• [Activity 1] In the passage on the game's music, what did Takumi ask Kitagawa to use so the music would sound more "festive"?
• [Activity 2] Carry on the passage about the game's music, picking up after its final sentence.

START Selected extract

When composing the game's music, Kitagawa used a mindset similar to that when composing for older games, trying to work within limitations to create strong music. He focused on creating catchy melodies, and went through a lot of trial and error. Takumi wanted the music to sound more "festive" than the electronic music used in earlier Ace Attorney games, so he asked Kitagawa to make use of a live orchestra, but with fewer instruments than in the previous game. He also wanted it to sound British, so Kitagawa ended up using sounds similar to chamber music. They did not think piano sounded right for the game, which led to difficulties in differentiating the instruments, as they only had string and wind instruments; because of this, they ended up introducing Spanish elements to the music. As a reference to how Holmes is known for playing the violin, they also tried using violins in the music.

END Selected extract
START Data listing

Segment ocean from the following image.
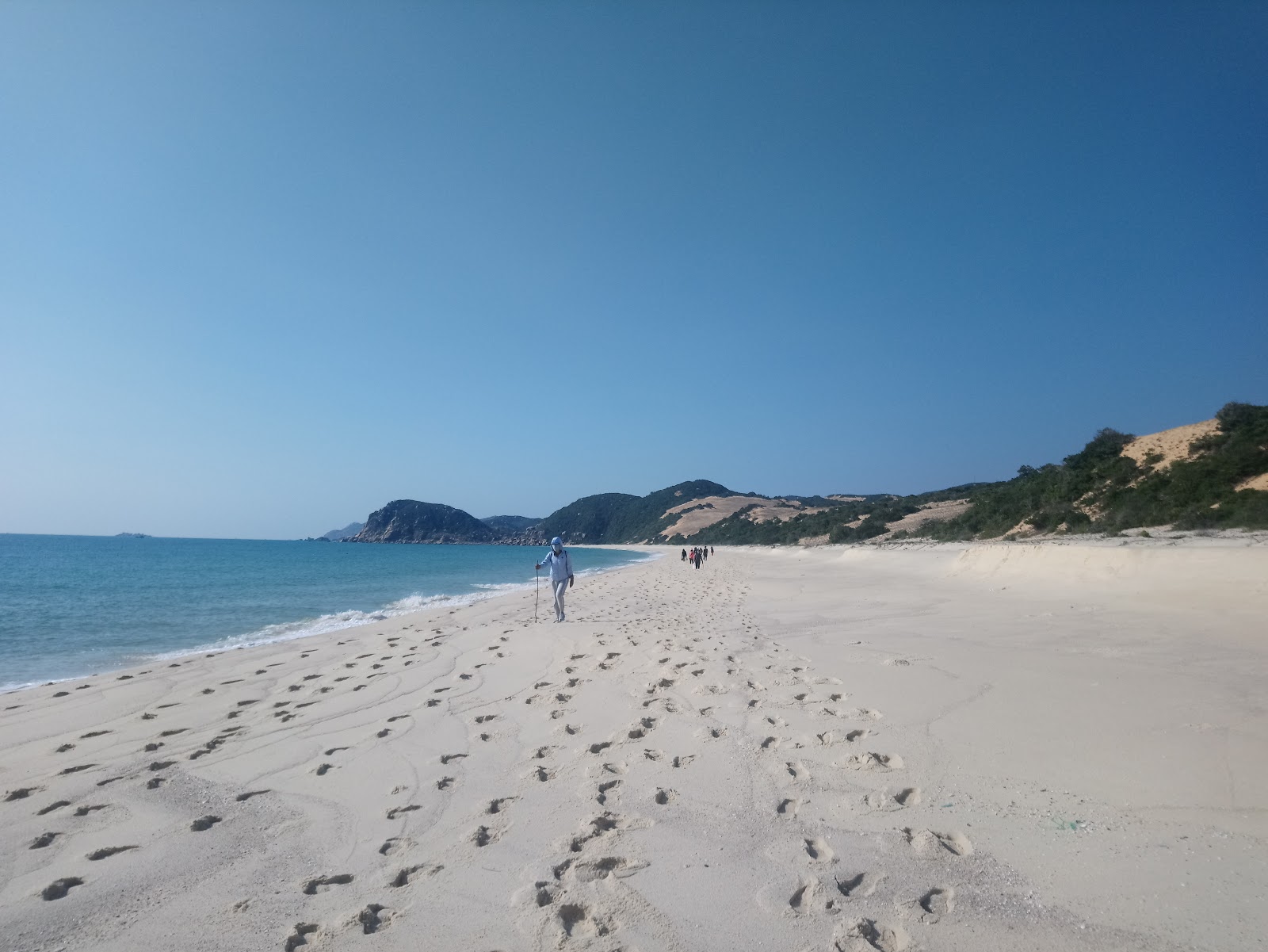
[0,535,649,691]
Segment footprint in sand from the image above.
[843,751,903,770]
[894,787,921,806]
[775,797,804,820]
[353,903,388,935]
[300,872,353,897]
[281,923,317,952]
[594,780,621,805]
[803,836,835,863]
[837,872,886,899]
[789,876,823,912]
[86,846,141,861]
[40,876,84,901]
[379,836,414,855]
[784,761,810,782]
[921,886,955,923]
[835,919,911,952]
[379,866,445,889]
[903,827,972,855]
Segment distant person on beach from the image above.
[537,536,575,621]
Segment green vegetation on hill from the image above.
[913,403,1268,540]
[353,403,1268,546]
[539,479,739,545]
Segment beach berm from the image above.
[0,533,1268,952]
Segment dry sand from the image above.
[0,539,1268,952]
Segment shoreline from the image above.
[0,540,1268,952]
[0,547,657,698]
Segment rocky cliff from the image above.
[355,499,501,544]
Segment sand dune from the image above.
[0,540,1268,952]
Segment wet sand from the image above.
[0,537,1268,952]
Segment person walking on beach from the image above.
[537,536,575,621]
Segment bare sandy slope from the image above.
[1122,419,1220,469]
[0,540,1268,952]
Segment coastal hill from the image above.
[345,403,1268,545]
[525,479,862,544]
[480,516,541,535]
[355,499,497,542]
[319,522,365,542]
[338,499,541,545]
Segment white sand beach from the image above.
[0,535,1268,952]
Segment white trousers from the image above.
[550,578,568,621]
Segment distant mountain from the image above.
[319,522,365,542]
[539,479,740,545]
[480,516,541,535]
[346,499,498,542]
[340,403,1268,545]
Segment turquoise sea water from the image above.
[0,535,647,691]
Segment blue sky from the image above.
[0,0,1268,537]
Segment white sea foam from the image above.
[0,552,661,694]
[168,552,661,660]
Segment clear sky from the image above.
[0,0,1268,537]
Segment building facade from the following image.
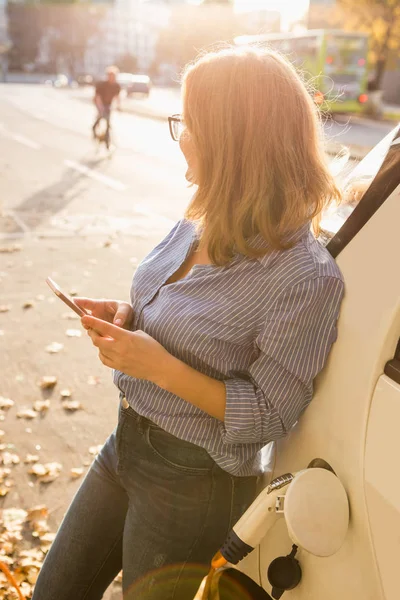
[85,0,170,76]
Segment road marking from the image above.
[10,133,42,150]
[6,210,31,233]
[135,204,176,227]
[64,159,128,192]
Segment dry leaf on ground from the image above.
[89,444,103,456]
[33,400,50,412]
[17,408,38,419]
[38,375,57,390]
[61,400,83,411]
[70,467,84,479]
[0,396,14,410]
[45,342,64,354]
[0,452,21,467]
[28,462,62,483]
[0,244,22,254]
[24,454,39,465]
[22,300,35,309]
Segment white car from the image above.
[214,125,400,600]
[117,73,151,97]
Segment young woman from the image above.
[34,49,343,600]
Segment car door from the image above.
[239,127,400,600]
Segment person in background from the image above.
[33,48,344,600]
[92,67,121,138]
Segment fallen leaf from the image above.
[28,463,47,477]
[17,408,38,419]
[22,300,35,309]
[70,467,84,479]
[61,400,83,411]
[0,244,22,254]
[0,396,14,410]
[65,329,82,337]
[38,375,57,390]
[26,504,49,522]
[33,400,50,412]
[45,342,64,354]
[24,454,39,464]
[0,452,21,467]
[28,462,62,483]
[89,444,103,456]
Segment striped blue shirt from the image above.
[114,220,344,476]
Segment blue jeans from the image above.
[32,405,256,600]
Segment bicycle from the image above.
[93,114,111,150]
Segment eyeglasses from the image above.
[168,115,185,142]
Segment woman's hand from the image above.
[74,298,133,329]
[81,316,173,386]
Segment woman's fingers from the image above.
[74,297,99,311]
[113,302,133,327]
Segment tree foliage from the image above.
[338,0,400,89]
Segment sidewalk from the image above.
[72,87,395,160]
[0,234,159,600]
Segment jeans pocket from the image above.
[146,425,215,475]
[230,475,257,529]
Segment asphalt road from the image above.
[0,85,391,599]
[0,85,191,600]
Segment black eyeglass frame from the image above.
[168,114,183,142]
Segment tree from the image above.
[338,0,400,89]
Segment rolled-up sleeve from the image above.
[221,276,344,444]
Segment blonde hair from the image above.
[183,47,340,265]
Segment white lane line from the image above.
[6,210,30,233]
[135,204,176,227]
[10,133,42,150]
[64,159,128,192]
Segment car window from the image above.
[319,125,400,256]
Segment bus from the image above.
[234,29,368,113]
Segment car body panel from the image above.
[239,129,400,600]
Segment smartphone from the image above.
[46,277,90,317]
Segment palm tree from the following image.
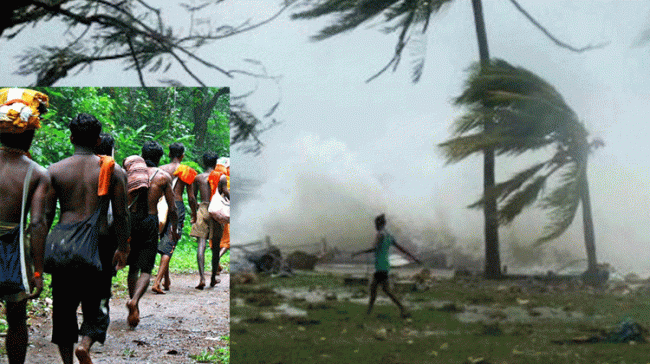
[292,0,606,278]
[292,0,501,278]
[440,60,602,277]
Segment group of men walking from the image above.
[0,89,229,364]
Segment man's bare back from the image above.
[194,170,212,202]
[0,151,52,225]
[48,154,100,224]
[147,167,178,228]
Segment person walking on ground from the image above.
[0,89,52,364]
[48,113,129,364]
[94,133,130,344]
[190,152,223,289]
[208,158,230,287]
[124,141,178,328]
[151,143,196,294]
[352,214,420,317]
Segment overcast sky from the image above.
[0,0,650,276]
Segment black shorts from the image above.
[158,201,185,257]
[127,215,158,274]
[373,270,388,283]
[52,272,110,346]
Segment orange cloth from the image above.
[219,224,230,249]
[97,155,115,196]
[208,164,230,197]
[0,88,49,133]
[174,164,197,185]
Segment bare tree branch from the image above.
[126,34,147,87]
[510,0,610,53]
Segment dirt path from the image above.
[0,274,230,364]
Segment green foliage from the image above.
[31,87,230,170]
[440,60,590,244]
[190,346,230,364]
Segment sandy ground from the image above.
[0,274,230,364]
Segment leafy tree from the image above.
[293,0,605,278]
[0,0,289,151]
[31,87,230,169]
[440,60,603,282]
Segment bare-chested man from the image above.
[0,89,52,364]
[124,141,178,328]
[48,113,129,364]
[190,152,223,289]
[151,143,196,294]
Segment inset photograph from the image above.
[0,87,230,363]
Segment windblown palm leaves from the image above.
[292,0,452,82]
[440,60,590,244]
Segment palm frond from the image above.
[468,162,548,208]
[498,176,547,225]
[534,163,583,245]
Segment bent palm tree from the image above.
[440,60,601,282]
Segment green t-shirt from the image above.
[375,230,393,272]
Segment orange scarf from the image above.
[174,164,196,185]
[97,155,115,196]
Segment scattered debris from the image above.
[287,250,318,270]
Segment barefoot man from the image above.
[208,158,230,287]
[151,143,196,294]
[352,214,420,317]
[48,114,129,364]
[0,89,52,364]
[190,152,223,289]
[124,141,178,328]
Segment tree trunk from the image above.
[472,0,501,279]
[580,166,600,280]
[192,87,229,150]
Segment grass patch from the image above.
[231,273,650,364]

END Data listing

• [Reply 1] A live orchestra, though with fewer instruments than in the previous game.

• [Reply 2]
==Release==
The game was released by Capcom for the Nintendo 3DS in Japan on July 9, 2015. It was made available in various different editions. A limited edition, which is only sold through Capcom's "e-Capcom" store, includes the game, a box based on Holmes' briefcase, Holmes and Iris plush toys, a pin based on the one Ryuunosuke wears, postcards, and a Holmes-themed sticker. Another edition, also exclusive to e-Capcom, includes the game, a soundtrack CD, and a collection of illustrations. Additionally, there is one edition that includes the game and all the bonus items from the other editions. Pre-orders of the game also included a The Great Ace Attorney theme for the Nintendo 3DS home screen. A limited edition bundling The Great Ace Attorney with its sequel and a soundtrack CD with music from both games was released on August 3, 2017. The original soundtrack release was published by Capcom in Japan on July 15, 2015. Android and iOS versions of the game were released in Japan on August 30 and August 31, 2017, respectively.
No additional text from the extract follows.